Write out the records again, exactly, leaving none out.

**Given records:**
★ ★ ★ ★

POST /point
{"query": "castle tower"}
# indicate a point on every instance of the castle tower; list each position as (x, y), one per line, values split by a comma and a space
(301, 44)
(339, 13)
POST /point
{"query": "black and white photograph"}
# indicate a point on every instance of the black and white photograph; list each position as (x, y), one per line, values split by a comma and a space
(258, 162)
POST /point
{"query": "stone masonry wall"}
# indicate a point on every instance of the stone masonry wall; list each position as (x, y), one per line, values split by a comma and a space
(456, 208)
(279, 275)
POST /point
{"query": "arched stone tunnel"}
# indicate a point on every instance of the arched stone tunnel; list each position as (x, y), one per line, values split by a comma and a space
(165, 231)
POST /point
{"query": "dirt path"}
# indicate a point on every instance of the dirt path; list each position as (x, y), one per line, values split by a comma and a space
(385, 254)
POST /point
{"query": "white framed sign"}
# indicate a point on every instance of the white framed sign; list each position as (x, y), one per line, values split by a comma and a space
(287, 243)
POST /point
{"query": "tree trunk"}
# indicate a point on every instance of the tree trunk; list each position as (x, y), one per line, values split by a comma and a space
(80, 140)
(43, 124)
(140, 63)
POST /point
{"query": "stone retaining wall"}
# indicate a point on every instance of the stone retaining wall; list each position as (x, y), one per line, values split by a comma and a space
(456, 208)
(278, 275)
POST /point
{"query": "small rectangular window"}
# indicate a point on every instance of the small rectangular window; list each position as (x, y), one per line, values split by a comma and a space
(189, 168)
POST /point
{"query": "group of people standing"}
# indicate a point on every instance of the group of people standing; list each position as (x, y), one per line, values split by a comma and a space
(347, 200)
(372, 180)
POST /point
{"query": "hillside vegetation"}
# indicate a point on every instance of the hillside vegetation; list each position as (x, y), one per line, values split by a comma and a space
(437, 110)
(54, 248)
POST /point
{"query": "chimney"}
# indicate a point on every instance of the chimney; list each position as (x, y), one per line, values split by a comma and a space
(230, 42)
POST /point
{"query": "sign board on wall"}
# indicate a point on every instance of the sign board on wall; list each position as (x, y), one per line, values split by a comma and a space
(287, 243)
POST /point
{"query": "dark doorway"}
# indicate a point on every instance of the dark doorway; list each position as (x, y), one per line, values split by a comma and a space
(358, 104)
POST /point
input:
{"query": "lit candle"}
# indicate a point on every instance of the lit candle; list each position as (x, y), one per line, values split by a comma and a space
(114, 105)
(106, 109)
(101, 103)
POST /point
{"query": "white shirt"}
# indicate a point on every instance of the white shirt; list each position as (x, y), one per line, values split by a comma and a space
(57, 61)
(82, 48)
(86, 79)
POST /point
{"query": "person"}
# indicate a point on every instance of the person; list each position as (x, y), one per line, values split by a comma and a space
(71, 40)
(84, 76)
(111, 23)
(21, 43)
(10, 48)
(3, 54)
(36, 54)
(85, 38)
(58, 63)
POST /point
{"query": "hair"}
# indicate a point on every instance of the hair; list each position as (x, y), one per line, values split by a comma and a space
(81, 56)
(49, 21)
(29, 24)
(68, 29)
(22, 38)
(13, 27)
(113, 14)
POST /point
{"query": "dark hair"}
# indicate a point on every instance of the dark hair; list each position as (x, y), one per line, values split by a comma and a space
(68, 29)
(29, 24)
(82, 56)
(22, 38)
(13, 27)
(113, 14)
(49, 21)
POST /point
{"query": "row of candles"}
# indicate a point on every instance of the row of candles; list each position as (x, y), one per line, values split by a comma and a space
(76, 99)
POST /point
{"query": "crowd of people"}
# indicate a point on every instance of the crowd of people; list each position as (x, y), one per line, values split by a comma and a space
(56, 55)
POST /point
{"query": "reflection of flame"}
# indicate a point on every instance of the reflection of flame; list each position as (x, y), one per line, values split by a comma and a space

★ ★ ★ ★

**The response:**
POST /point
{"query": "castle tower"}
# indicate a point on every instance of the castle tower; list each position as (x, y), one per line, values split by a comma and a space
(301, 44)
(339, 13)
POST /point
{"query": "black and white photograph"}
# indicate a point on every instance of the black and white photograph; list each position as (x, y), one per line, values split by a comma and a space
(258, 162)
POST /point
{"query": "stone masonry wall"}
# indicate a point on every instance of the stone masonry wall; list each position as (x, y), one per line, values split by a comma and a space
(456, 208)
(279, 275)
POST /point
{"query": "arched stone tunnel"}
# indicate a point on every instance of the arched stone tunnel; list each position as (x, y), one per line, values split by a comma and a space
(165, 231)
POST /point
{"query": "dirt path"}
# indicate a point on every instance of the dirt path; list each position as (x, y), one per line, values split by a comma and a space
(385, 254)
POST /point
{"query": "white framed sign"}
# indicate a point on every instance of the white framed sign; list each position as (x, y), one per line, values split by a comma and a space
(287, 243)
POST /point
{"query": "tree trunk"}
# indicate a point on every instance of the tree trunk; list each position as (x, y), one per line, values split by a comma and a space
(80, 140)
(43, 124)
(140, 63)
POST /point
{"query": "stone retaining wall"}
# indicate a point on every instance of the stone retaining wall; list each position as (x, y), one per line, values split by a comma and a space
(456, 208)
(278, 275)
POST /point
{"query": "small rectangular window"}
# indicate a point on every instance of the small rectangular window; list each position as (x, y), one per line, values split by a comma and a space
(189, 168)
POST /point
{"query": "group of people standing"}
# indicate a point on every instance of the group of people standing; list each position as (x, y), one per line, values split by a comma and a space
(347, 200)
(372, 180)
POST /point
{"query": "hillside vegetation"}
# indicate a point on every instance of the hillside vegetation; list each position as (x, y), one per line, values split by a comma and a space
(437, 110)
(54, 248)
POST /point
{"query": "chimney"}
# indicate a point on every instance of the chimney; list each position as (x, y), one per line, values split by a comma and a space
(230, 42)
POST /point
{"query": "sign board on wall"}
# indicate a point on every instance of the sign board on wall; list each position as (x, y), one per line, values split by a comma and a space
(287, 243)
POST /point
{"query": "dark doorway"}
# indicate a point on every instance of the dark doorway; list each position as (x, y), one per line, values split by a comma and a space
(358, 104)
POST /point
input:
{"query": "lit candle"}
# indicate a point on every instance of the lit candle; list each position as (x, y), one per line, values split by a comma and a space
(114, 105)
(106, 109)
(101, 103)
POST /point
{"query": "white shirt"}
# indicate a point on every instance of the white shirt; list each position as (x, y), one per line, values split by a comma and a space
(57, 61)
(82, 48)
(86, 79)
POST /point
{"query": "person"}
# indicate a point on every instance of the person; list each position as (x, y), one per line, values split by a comma and a space
(71, 40)
(84, 76)
(111, 23)
(21, 43)
(10, 48)
(3, 54)
(36, 54)
(85, 38)
(58, 63)
POST /point
{"query": "hair"}
# indicate a point on every instance of the hair; list each position as (x, y), one per line, values split by a comma and a space
(81, 56)
(49, 21)
(29, 24)
(68, 29)
(22, 38)
(13, 27)
(113, 14)
POST /point
{"query": "dark hair"}
# indicate a point on every instance of the dark hair; list each position as (x, y), one per line, values split by a comma and a space
(68, 29)
(29, 24)
(82, 56)
(22, 38)
(13, 27)
(113, 14)
(49, 21)
POST /point
{"query": "row of candles"}
# indicate a point on every instance of the row of candles; list each position as (x, y), one per line, values split by a comma and a space
(76, 99)
POST /point
{"query": "crowd of people"}
# indicate a point on every instance of the crowd of people; list each position as (x, y), one per line, values split by a comma and a space
(56, 55)
POST /point
{"query": "reflection of flame"}
# indicate a point on every instance of the reflection of flame; list each position as (x, y), one per line, values split by a comma and a space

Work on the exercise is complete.